> EXERCISE REQUIREMENTS
Output the data verbatim, with nothing added or dropped.

####################

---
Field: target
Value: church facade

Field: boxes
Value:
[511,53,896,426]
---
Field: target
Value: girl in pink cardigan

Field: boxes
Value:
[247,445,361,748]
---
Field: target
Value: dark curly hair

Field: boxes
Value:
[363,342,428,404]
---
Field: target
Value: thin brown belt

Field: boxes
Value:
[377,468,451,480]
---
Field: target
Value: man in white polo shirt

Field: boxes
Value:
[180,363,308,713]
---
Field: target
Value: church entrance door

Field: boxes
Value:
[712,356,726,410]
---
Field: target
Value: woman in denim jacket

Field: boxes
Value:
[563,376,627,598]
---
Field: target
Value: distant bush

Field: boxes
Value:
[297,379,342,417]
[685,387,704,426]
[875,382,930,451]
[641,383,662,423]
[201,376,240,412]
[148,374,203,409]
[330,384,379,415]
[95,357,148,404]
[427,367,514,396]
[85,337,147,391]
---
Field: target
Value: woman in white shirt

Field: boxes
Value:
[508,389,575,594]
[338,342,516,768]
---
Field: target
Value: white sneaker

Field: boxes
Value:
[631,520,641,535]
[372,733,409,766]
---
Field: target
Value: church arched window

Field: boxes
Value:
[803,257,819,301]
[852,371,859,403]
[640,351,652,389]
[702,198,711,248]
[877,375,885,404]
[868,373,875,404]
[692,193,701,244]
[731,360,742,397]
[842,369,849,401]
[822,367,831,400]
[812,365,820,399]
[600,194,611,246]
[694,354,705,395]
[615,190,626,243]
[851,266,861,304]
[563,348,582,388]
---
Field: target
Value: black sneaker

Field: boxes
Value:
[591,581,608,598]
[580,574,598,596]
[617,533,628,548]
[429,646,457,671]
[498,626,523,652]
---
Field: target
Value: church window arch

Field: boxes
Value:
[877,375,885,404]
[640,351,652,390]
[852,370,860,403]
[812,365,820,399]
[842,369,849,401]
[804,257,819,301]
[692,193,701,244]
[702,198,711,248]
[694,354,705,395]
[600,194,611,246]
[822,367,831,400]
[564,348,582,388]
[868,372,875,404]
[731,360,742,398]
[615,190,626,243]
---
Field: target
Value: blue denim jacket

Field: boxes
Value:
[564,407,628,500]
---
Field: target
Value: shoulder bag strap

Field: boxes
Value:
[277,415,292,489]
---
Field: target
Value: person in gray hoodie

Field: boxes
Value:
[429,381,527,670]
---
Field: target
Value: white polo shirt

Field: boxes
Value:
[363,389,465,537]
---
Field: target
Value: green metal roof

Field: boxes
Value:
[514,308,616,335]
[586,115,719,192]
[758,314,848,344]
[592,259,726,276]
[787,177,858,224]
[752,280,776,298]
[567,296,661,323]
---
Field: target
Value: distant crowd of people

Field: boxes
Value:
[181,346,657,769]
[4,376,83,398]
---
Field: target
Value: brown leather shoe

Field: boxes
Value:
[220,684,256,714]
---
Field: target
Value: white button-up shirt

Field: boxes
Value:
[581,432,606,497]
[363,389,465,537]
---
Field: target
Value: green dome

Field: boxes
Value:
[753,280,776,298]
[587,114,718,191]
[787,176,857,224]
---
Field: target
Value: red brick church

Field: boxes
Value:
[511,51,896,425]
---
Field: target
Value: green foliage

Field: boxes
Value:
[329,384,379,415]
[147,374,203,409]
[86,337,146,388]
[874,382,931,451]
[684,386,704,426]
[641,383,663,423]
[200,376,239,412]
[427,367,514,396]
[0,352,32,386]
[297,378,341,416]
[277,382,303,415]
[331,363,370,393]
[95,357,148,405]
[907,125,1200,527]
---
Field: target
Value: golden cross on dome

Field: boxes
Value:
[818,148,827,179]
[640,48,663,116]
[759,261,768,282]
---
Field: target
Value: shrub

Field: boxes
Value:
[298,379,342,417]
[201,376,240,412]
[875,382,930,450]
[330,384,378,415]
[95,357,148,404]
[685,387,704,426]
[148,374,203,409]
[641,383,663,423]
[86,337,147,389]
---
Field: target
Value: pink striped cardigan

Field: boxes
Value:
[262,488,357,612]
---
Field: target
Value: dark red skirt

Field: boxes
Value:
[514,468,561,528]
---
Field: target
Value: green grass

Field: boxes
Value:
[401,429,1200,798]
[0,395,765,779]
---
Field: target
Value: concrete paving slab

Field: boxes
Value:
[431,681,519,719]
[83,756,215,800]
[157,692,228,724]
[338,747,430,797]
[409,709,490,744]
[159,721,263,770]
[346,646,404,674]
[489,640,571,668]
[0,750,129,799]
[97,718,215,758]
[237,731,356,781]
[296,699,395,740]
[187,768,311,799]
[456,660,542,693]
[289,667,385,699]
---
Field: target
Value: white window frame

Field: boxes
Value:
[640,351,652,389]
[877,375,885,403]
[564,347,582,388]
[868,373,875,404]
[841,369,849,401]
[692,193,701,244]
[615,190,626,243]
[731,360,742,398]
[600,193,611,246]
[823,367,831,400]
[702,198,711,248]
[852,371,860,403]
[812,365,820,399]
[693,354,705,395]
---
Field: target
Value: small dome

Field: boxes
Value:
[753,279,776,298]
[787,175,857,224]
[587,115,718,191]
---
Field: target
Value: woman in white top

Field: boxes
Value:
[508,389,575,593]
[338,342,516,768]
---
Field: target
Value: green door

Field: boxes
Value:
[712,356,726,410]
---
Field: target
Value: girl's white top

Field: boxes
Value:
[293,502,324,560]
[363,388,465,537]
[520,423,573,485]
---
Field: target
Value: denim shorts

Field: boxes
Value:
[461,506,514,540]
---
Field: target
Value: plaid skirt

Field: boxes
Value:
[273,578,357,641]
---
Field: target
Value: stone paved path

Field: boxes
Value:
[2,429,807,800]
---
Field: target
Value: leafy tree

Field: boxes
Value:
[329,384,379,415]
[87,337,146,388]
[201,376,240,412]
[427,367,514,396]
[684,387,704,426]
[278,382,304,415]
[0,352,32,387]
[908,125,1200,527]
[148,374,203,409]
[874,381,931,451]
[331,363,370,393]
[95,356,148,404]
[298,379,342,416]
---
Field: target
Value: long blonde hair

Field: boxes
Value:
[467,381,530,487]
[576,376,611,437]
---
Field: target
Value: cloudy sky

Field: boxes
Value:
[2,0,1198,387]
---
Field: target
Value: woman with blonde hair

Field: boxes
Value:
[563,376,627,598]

####################

> EXPECTED ANSWER
---
Field: target
Value: church facade

Field: boxes
Value:
[511,53,896,426]
---
Field: target
Value: girl in pink cardigan

Field: boxes
Value:
[247,445,361,748]
---
Field: target
Value: dark curly hair

Field: boxes
Value:
[363,342,428,404]
---
Field: target
Value: thin brown belt

Field: boxes
Value:
[377,468,451,480]
---
Field: target
Value: man in white polo shirt

Field: boxes
Value:
[180,363,308,713]
---
Field: target
Value: church entrance door

Field: boxes
Value:
[712,356,726,410]
---
Field: target
Value: woman in denim jacket

Field: boxes
Value:
[563,376,627,598]
---
Field: target
Value: distant bush

Field: boxes
Value:
[297,379,342,417]
[685,387,704,426]
[875,382,930,451]
[641,383,662,423]
[201,376,240,412]
[148,374,203,409]
[330,384,379,415]
[95,357,148,404]
[427,367,514,396]
[85,337,147,391]
---
Field: target
Value: woman in white shirt

Field: boxes
Value:
[508,389,575,594]
[338,342,516,768]
---
Field: target
Value: white sneaker

Field: boxes
Value:
[631,520,641,535]
[372,733,409,766]
---
Field: target
Value: church arched window

Field: boxes
Value:
[803,257,819,301]
[852,371,859,403]
[640,351,652,389]
[702,198,711,248]
[877,375,885,404]
[868,373,875,404]
[692,193,701,244]
[731,360,742,397]
[842,369,849,401]
[822,367,831,400]
[812,365,820,399]
[600,194,611,246]
[694,354,705,395]
[615,190,626,243]
[851,266,861,304]
[563,348,582,388]
---
Field: target
Value: black sneaker

Field: boxes
Value:
[591,581,608,598]
[580,574,598,596]
[617,533,628,548]
[429,646,457,671]
[498,626,523,652]
---
Field: target
Value: church window arch

Field: boxes
Value:
[877,375,885,404]
[640,351,652,390]
[852,370,860,403]
[812,365,820,399]
[842,369,849,401]
[804,257,819,301]
[692,193,701,244]
[702,198,711,248]
[694,354,705,395]
[600,194,611,246]
[822,367,831,400]
[564,348,582,388]
[868,372,875,404]
[731,360,742,398]
[615,190,626,243]
---
Field: target
Value: blue denim jacket

Field: boxes
Value:
[564,407,628,500]
---
Field: target
Value: shoulder bag strap

Field: boxes
Value:
[277,415,292,489]
---
Field: target
Value: person in gray hoodie

Field: boxes
Value:
[429,381,527,670]
---
Field: target
Value: white polo shirt

Field: boxes
Value:
[363,389,465,537]
---
Field: target
Value: green metal roof

Field: boxes
Value:
[514,308,616,335]
[586,115,719,192]
[758,314,848,344]
[592,259,726,276]
[787,177,858,224]
[752,280,776,298]
[567,296,661,323]
---
Field: target
Value: distant crowd of people

Field: boxes
Value:
[181,346,657,769]
[4,376,83,398]
---
Field: target
Value: brown leather shoe

Field: boxes
Value:
[220,684,256,714]
---
Field: target
Value: white button-up shirt

Field: boxes
Value:
[581,432,606,497]
[363,389,465,537]
---
Field: target
Value: green dome

Field: boxes
Value:
[753,280,776,298]
[587,114,718,191]
[787,176,857,224]
---
Field: target
Value: red brick church

Field: boxes
Value:
[511,51,896,425]
---
Field: target
Value: green foliage

Field: boxes
Value:
[329,384,379,415]
[147,374,203,409]
[86,337,146,388]
[874,382,931,451]
[684,386,704,426]
[641,383,663,423]
[200,376,239,412]
[427,367,514,396]
[0,352,32,386]
[297,378,341,416]
[277,382,303,415]
[331,363,370,393]
[95,357,148,405]
[907,125,1200,527]
---
Field: target
Value: golden cross on dome

Field: boxes
Value:
[818,148,827,179]
[640,48,663,116]
[759,261,768,282]
---
Field: target
Value: shrub

Field: boxes
Value:
[298,379,342,417]
[201,376,240,412]
[875,382,930,450]
[330,384,378,415]
[95,357,148,404]
[685,387,704,426]
[148,374,203,409]
[641,383,663,423]
[86,337,147,389]
---
Field: target
Value: pink striped cardigan

Field: boxes
Value:
[262,488,357,612]
---
Field: target
Value: dark red skirt

Field: boxes
Value:
[514,468,561,528]
---
Field: target
Value: green grass

Field: boxes
Value:
[401,429,1200,798]
[0,395,765,779]
---
Field: target
Value: concrete paving slab

Field: boxes
Value:
[431,681,519,719]
[83,756,215,800]
[157,692,228,724]
[338,747,430,797]
[409,709,490,744]
[159,721,263,770]
[346,646,404,674]
[489,640,571,668]
[0,750,129,799]
[97,718,215,758]
[237,731,356,781]
[296,699,395,740]
[187,768,311,799]
[456,660,542,693]
[289,667,385,699]
---
Field: target
Value: white window frame

Field: boxes
Value:
[640,351,652,389]
[877,375,885,403]
[564,347,582,388]
[868,373,875,404]
[841,369,849,401]
[692,193,701,244]
[615,190,626,243]
[731,360,742,398]
[600,193,611,246]
[823,367,831,400]
[702,198,711,248]
[852,371,860,403]
[812,365,820,399]
[693,354,705,395]
---
Field: target
Value: small dome

Field: boxes
Value:
[753,279,776,298]
[787,175,857,224]
[587,115,718,191]
---
Field: target
Value: woman in white top

Field: boxes
Value:
[508,389,575,593]
[338,342,516,768]
---
Field: target
Value: green door

Field: boxes
Value:
[712,356,726,410]
---
Field: target
Value: girl's white top

Field: boxes
Value:
[293,502,324,560]
[363,388,465,537]
[520,423,573,485]
---
Field: target
Value: denim shorts

Field: boxes
Value:
[461,506,514,540]
---
Field: target
Value: plaid skirt

Field: boxes
Value:
[273,578,357,641]
---
Field: target
Value: stone paved path

Field: boxes
Value:
[2,429,807,800]
---
Field: target
Value: leafy tree

Field: boxes
Value:
[329,384,379,415]
[87,337,146,388]
[201,376,240,412]
[427,367,514,396]
[684,387,704,426]
[278,382,304,415]
[0,352,32,387]
[908,125,1200,527]
[148,374,203,409]
[874,381,931,451]
[331,363,370,393]
[95,356,148,404]
[298,379,342,416]
---
Field: target
Value: long blonde hair

Field: boxes
Value:
[467,381,530,487]
[576,376,611,437]
---
Field: target
Value: cloudy sky

Field: boxes
Value:
[2,0,1198,387]
---
Field: target
Value: woman with blonde hair

Field: boxes
Value:
[563,376,627,598]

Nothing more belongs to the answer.